*Extract*.
You are not Special - The Challenge of Artificial Moral Agents to Human Exceptionalism
Summary
This thesis examines whether artificial systems can genuinely possess moral agency and what this possibility means for human exceptionalism. It asks: Can moral agency remain a foundation for human exceptionalism in light of advancing artificial intelligence?
The thesis argues that moral agency is not an exclusively human trait but an algorithmic process that artificial systems could, in principle, instantiate. After establishing a working definition of moral agency as the ability to recognize and understand moral reasons, deliberate upon them, and act accordingly with sufficient autonomy to be held responsible for the outcome, it reconstructs key objections to machine moral agency. Drawing on William Hasselberger’s Ethics Beyond Computation (2019) and Robert Sparrow’s Why Machines Cannot Be Moral (2021), these objections are framed as the input problem—whether machines could perceive and interpret morally salient features of a situation—and the output problem—whether their actions could bear genuine moral significance.
In response, the thesis develops the Computational Identity Theory of Moral Agency (CITMA), which integrates mind–brain identity theory with the computational theory of mind. CITMA holds that moral reasoning and decision-making are algorithmic in nature; therefore, if such processes can be instantiated by artificial systems, moral agency cannot be restricted to humans and other biological entities.
The final chapter demonstrates that this conclusion exposes the historical and ethical fragility of human exceptionalism. Across history, boundaries drawn to mark human uniqueness have proven porous and unstable. Traits once taken as uniquely human—rationality, language, tool use, creativity, and moral capacity—have repeatedly been reassigned, eroded, or shown to exist in other beings to varying degrees. The challenge of artificial moral agents continues this pattern, compelling us to reconsider how responsibility, accountability, and moral status are distributed. Human exceptionalism has always been fragile. Artificial moral agents force us to confront that fragility once more. If so much of our ethical self-understanding rests on the belief that humans are special, then the challenge posed by AI is not only about machines—it is about us. Who are we, if not special?

*Tasks*.
**A)** Write out the passage of the thesis summary starting with "In response, the" and going on through "other biological entities.", with no changes.
**B)** Render the following sentence from the thesis summary into French: "Human exceptionalism has always been fragile."

*Dataset*.
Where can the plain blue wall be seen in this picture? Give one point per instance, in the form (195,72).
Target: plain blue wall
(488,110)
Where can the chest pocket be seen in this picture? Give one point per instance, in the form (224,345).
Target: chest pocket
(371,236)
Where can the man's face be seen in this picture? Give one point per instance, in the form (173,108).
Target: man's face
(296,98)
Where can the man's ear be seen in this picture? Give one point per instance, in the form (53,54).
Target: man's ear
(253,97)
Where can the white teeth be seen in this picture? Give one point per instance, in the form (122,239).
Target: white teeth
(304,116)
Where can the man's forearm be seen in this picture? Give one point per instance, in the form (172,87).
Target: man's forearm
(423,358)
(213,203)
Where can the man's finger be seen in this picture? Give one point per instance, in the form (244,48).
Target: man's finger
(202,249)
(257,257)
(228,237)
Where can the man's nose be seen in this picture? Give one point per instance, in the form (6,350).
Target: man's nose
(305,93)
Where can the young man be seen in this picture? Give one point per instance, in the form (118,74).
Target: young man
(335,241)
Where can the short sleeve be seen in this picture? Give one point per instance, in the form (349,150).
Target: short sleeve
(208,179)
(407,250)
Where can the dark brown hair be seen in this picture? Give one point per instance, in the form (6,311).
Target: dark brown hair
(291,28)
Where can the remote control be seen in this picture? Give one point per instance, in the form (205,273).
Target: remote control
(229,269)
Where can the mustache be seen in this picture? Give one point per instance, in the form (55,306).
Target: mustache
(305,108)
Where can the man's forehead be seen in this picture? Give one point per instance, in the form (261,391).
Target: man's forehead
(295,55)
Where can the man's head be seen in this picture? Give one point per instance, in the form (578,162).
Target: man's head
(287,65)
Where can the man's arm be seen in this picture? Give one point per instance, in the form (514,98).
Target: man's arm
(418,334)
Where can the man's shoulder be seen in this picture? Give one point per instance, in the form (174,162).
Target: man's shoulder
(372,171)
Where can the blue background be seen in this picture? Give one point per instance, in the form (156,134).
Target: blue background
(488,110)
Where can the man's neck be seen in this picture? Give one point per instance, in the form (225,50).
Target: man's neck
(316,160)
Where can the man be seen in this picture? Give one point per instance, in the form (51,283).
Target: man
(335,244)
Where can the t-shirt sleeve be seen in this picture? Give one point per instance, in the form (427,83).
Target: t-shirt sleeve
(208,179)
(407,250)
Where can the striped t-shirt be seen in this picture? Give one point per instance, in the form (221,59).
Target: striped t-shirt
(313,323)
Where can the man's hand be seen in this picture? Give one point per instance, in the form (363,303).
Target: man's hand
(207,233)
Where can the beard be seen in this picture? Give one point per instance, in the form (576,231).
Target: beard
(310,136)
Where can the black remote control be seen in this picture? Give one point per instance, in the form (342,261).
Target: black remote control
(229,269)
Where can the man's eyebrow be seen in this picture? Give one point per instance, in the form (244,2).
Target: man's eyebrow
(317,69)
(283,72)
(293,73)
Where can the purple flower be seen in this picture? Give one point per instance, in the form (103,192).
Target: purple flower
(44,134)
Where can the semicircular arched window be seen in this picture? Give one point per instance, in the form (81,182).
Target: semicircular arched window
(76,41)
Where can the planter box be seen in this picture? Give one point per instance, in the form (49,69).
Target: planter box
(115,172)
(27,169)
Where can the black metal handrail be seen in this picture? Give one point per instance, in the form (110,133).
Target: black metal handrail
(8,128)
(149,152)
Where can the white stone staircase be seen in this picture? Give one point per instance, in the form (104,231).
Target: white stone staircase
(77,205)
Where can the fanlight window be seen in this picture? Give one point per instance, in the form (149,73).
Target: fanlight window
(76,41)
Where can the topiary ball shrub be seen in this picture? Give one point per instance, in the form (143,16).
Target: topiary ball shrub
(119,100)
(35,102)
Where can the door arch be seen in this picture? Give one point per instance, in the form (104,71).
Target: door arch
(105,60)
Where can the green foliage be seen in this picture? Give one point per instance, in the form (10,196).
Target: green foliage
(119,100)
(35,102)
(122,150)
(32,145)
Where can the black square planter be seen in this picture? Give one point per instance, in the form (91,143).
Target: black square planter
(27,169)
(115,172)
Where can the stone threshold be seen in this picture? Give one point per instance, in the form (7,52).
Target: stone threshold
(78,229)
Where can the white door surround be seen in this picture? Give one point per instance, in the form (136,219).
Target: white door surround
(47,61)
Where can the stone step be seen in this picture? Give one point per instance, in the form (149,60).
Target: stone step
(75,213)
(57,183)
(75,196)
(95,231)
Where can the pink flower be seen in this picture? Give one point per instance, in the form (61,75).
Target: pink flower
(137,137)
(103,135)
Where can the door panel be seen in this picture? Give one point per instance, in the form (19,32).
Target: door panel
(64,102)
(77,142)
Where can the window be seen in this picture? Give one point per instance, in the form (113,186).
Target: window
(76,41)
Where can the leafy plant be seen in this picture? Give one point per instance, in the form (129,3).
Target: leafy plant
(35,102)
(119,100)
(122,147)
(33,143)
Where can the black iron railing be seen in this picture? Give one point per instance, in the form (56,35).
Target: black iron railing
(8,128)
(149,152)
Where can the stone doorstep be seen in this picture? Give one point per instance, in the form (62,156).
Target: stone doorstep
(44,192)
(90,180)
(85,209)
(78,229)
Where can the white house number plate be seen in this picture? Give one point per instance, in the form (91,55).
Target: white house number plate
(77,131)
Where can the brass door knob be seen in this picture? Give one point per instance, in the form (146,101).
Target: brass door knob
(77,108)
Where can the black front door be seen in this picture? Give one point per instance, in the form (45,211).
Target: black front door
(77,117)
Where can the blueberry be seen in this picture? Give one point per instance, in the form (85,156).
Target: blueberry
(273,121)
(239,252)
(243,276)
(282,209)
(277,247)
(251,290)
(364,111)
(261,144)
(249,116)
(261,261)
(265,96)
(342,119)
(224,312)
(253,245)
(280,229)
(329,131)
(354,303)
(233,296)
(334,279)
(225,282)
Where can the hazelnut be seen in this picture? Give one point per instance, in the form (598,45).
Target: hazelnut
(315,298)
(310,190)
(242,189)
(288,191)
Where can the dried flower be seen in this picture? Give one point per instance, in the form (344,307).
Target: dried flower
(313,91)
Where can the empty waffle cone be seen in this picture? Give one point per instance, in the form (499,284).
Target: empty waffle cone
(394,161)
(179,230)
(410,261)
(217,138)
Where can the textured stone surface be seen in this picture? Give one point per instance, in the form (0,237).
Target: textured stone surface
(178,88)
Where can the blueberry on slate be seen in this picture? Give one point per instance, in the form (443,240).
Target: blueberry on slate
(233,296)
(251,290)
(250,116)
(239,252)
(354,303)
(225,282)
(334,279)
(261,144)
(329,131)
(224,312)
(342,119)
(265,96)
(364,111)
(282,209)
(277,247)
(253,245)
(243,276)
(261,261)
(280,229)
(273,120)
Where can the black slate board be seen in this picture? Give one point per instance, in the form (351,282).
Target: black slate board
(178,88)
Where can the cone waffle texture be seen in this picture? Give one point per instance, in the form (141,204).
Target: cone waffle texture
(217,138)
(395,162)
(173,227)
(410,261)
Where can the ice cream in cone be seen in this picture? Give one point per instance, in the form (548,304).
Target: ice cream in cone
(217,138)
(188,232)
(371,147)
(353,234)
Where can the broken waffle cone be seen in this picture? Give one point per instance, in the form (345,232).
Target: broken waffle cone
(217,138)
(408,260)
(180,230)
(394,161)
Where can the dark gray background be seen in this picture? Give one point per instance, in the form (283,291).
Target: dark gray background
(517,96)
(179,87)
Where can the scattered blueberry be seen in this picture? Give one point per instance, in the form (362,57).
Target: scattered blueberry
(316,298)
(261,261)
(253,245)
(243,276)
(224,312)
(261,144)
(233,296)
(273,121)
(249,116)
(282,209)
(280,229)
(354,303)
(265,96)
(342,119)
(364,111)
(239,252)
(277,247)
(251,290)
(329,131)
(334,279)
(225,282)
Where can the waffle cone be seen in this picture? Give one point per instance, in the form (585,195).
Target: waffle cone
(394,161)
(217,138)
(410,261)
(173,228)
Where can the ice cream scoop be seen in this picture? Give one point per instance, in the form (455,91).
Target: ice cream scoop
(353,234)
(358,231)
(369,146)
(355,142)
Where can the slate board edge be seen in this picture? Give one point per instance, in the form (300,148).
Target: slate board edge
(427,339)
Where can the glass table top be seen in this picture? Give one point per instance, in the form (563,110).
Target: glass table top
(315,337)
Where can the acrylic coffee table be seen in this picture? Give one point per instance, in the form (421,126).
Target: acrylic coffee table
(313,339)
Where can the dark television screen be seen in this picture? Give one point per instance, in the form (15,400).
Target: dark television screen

*Exercise results*.
**A)**
In response, the thesis develops the Computational Identity Theory of Moral Agency (CITMA), which integrates mind–brain identity theory with the computational theory of mind. CITMA holds that moral reasoning and decision-making are algorithmic in nature; therefore, if such processes can be instantiated by artificial systems, moral agency cannot be restricted to humans and other biological entities.

**B)** L'exceptionnalisme humain a toujours été fragile.